**** INFORMATION GIVEN ****

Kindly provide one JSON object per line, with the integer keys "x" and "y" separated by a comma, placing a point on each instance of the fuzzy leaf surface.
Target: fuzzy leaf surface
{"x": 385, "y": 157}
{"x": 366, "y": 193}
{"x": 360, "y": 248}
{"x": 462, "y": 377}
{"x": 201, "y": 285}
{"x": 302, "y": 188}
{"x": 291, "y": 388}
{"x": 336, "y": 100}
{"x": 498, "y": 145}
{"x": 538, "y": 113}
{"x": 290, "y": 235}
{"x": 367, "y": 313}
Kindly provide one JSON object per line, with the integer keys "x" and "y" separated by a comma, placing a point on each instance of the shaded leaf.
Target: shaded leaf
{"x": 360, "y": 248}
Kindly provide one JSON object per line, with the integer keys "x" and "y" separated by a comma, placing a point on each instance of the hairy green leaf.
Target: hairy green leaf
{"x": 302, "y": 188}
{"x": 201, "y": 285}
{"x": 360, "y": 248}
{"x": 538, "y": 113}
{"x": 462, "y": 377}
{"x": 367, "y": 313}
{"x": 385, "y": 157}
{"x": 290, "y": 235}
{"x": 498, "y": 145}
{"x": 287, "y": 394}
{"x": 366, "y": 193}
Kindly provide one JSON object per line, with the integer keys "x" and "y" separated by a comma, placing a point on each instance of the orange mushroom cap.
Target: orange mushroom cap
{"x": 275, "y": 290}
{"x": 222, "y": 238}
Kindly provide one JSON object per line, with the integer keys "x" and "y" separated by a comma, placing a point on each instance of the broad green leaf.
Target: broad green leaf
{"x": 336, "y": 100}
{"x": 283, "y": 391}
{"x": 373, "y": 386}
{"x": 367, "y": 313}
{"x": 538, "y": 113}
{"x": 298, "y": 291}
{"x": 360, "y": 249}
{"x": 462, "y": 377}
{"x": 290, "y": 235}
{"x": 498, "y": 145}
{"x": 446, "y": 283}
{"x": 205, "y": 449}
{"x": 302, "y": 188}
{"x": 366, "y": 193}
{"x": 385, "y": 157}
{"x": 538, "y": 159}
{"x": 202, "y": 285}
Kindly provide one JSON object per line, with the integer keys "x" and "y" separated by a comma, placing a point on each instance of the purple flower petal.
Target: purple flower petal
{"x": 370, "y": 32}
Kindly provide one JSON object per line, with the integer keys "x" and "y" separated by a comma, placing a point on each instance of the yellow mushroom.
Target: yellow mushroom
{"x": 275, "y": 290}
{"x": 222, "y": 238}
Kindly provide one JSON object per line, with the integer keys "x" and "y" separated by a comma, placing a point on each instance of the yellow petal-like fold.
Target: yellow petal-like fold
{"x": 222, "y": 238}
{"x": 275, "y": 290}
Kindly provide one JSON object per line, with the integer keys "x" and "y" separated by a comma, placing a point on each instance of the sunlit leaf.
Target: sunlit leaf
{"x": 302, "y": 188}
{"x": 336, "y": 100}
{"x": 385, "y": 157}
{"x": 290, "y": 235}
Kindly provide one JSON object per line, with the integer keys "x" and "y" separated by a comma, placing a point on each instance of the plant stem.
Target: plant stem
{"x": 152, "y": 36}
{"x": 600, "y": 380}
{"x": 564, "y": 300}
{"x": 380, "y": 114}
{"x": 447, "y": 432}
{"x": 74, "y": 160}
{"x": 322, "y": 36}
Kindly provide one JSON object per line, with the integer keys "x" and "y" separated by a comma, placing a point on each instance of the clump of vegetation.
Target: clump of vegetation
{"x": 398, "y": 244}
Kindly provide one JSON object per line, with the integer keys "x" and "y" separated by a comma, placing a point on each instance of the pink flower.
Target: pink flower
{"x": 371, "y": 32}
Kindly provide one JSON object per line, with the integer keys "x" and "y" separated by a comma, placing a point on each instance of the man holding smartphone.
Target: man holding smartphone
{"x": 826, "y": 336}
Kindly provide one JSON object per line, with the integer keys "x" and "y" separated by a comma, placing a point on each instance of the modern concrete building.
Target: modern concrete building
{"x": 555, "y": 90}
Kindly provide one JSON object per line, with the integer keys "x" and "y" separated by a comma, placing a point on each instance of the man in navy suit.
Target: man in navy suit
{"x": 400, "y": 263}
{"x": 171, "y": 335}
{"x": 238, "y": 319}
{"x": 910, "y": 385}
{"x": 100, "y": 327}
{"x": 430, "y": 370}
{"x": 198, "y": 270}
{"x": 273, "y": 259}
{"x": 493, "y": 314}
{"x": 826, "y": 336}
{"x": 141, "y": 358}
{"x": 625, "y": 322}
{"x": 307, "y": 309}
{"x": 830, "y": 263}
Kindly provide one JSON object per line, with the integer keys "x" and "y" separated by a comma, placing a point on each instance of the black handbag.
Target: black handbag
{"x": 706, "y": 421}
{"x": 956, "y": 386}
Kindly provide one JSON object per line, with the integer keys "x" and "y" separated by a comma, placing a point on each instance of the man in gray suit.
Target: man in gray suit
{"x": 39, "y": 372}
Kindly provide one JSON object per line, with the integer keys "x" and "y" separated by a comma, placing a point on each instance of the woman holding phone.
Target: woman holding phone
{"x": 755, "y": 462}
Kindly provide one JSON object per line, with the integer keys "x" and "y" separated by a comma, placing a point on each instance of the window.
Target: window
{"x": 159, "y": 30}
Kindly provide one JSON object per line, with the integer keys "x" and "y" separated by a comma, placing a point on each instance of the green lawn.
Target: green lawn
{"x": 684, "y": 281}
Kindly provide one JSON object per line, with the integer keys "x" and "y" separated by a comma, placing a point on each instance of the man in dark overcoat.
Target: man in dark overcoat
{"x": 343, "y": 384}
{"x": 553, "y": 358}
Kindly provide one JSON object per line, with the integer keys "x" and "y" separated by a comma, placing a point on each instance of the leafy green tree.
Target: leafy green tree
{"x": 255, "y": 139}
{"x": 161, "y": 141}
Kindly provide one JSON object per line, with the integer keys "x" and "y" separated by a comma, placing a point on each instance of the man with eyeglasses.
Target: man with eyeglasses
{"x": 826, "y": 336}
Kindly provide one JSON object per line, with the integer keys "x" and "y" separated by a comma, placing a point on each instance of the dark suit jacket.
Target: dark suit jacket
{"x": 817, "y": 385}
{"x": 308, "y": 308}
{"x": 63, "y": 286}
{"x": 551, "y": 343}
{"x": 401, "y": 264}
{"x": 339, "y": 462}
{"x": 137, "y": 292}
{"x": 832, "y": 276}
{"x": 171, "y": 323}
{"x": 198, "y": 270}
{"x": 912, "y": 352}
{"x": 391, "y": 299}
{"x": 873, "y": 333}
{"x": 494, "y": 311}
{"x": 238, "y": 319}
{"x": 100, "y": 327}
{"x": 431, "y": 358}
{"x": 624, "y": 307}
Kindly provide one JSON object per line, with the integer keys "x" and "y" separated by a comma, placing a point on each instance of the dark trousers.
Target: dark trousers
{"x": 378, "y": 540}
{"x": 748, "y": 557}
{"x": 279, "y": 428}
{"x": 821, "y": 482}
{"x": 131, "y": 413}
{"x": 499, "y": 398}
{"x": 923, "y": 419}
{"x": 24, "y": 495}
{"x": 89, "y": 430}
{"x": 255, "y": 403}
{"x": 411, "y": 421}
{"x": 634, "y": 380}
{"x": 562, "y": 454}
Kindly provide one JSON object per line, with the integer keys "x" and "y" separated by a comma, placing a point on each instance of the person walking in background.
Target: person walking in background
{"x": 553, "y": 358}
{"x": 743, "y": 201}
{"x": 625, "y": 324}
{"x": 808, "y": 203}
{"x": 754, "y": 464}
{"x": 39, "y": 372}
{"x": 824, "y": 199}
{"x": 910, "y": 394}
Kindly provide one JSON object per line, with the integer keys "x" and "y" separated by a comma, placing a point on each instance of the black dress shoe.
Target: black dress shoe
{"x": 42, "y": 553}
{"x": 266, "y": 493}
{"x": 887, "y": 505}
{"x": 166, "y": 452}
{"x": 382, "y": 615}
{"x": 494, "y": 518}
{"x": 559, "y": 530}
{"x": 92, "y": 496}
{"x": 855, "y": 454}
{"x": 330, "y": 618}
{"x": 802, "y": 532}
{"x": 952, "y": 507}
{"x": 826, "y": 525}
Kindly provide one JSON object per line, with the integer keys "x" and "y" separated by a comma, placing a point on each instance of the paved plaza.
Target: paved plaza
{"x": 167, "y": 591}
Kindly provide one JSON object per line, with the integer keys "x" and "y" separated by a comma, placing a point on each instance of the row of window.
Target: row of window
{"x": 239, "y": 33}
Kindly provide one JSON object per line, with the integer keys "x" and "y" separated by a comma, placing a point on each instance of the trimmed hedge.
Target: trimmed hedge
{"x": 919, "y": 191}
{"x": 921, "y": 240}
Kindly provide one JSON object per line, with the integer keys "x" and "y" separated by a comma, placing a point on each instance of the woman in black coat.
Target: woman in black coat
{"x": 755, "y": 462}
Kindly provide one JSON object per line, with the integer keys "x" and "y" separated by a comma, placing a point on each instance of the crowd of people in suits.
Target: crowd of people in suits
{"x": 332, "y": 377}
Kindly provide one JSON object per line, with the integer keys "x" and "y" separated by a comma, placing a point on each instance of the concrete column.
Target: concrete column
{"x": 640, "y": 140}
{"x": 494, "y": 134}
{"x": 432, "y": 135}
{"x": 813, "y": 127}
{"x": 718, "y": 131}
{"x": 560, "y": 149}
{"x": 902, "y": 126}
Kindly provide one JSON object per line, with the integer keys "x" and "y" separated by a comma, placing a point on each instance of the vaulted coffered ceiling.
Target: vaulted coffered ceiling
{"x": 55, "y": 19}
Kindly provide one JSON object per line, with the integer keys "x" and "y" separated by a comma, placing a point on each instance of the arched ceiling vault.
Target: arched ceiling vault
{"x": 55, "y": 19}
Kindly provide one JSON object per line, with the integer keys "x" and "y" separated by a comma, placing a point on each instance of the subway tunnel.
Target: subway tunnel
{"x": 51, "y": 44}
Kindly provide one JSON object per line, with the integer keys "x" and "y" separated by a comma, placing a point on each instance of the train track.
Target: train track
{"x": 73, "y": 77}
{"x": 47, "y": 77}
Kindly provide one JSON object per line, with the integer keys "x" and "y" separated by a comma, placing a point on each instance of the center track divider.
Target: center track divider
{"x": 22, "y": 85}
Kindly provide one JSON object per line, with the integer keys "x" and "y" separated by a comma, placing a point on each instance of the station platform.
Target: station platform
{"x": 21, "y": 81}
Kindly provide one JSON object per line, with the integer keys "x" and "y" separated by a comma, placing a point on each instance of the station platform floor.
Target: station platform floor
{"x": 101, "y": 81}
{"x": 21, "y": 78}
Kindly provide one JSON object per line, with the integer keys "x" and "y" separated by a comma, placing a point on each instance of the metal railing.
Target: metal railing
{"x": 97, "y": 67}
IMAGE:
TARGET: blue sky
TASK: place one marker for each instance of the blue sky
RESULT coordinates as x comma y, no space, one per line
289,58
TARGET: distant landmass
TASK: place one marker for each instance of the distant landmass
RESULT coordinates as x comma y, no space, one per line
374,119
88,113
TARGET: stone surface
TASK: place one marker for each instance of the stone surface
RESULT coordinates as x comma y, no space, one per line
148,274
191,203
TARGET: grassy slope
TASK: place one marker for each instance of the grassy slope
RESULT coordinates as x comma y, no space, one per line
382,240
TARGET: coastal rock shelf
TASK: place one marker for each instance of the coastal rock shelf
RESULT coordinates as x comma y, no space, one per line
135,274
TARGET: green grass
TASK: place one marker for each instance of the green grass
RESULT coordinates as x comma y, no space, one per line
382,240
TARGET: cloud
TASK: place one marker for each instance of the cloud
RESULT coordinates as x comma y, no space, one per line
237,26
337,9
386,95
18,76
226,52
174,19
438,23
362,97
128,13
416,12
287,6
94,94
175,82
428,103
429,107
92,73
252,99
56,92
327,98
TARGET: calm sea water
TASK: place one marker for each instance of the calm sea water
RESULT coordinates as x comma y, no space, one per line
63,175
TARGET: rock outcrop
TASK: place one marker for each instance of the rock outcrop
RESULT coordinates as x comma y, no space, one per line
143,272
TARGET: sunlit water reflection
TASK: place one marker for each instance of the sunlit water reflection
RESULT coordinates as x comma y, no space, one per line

****

▶ [WHAT YOU NEED TO DO] Every line that holds the word "outcrop" should be copied from the records.

▶ [ANSWER SPACE]
TARGET: rock outcrop
TASK: place one marker for each instance of the rock outcrop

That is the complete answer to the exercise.